#### Exercise description:
Can you reproduce, word for word, the stretch of the passage on language and Social Justice scholarship from "Outside the university, where" through "writing them out."?

#### Source document:
================
Outside the university, where few people have heard of Foucault or Butler, what remains of Social Justice scholarship? Language is considered extremely dangerous. The first language rule is: if you’re not Black, never say the “n-word.” There used to be no embarrassment attached to saying the word when reading aloud from a classic novel (or when writing an article like this), but suddenly people started losing their jobs for exactly that. When did that happen? There are many derogatory words for ethnic, religious or national groups – kike and spic, for example – but Inroads and I needn’t fear retribution for writing them out.
Social media have made people far more vulnerable to condemnation for minor offences. It doesn’t help that some of the enforcers are complete idiots. A Black security guard in the United States broke his school board’s zero-tolerance policy on racial slurs when he told a student not to call him the n-word. The security guard was fired – and rehired only after an enormous outcry that included an offer from Cher to cover his legal expenses. Consider, too, the treatment of Lindsay Shepherd by professors and staff at Wilfrid Laurier University.3
How serious is all this? Compared to what, nuclear war? Are these anecdotes unfortunate, rare incidents, or are they the tip of the iceberg? How many people have to lose their jobs to make it a serious problem?
================
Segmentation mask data
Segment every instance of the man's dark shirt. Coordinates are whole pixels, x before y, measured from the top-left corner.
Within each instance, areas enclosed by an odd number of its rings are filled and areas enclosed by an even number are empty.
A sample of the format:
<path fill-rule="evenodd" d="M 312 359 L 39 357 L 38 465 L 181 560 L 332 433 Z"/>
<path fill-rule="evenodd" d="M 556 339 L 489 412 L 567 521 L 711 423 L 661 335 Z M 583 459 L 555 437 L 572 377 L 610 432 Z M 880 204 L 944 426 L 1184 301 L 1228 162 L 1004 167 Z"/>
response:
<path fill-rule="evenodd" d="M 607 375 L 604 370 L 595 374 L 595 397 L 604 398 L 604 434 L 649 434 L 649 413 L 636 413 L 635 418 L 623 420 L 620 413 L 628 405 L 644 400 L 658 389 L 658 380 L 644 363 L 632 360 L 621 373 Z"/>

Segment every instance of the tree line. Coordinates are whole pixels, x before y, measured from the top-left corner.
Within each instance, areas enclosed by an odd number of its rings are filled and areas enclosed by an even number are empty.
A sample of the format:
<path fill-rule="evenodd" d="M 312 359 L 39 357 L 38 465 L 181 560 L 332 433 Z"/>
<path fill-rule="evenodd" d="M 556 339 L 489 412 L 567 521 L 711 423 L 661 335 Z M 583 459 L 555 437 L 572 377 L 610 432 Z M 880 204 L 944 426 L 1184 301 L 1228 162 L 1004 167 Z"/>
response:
================
#### Solved problem:
Outside the university, where few people have heard of Foucault or Butler, what remains of Social Justice scholarship? Language is considered extremely dangerous. The first language rule is: if you’re not Black, never say the “n-word.” There used to be no embarrassment attached to saying the word when reading aloud from a classic novel (or when writing an article like this), but suddenly people started losing their jobs for exactly that. When did that happen? There are many derogatory words for ethnic, religious or national groups – kike and spic, for example – but Inroads and I needn’t fear retribution for writing them out.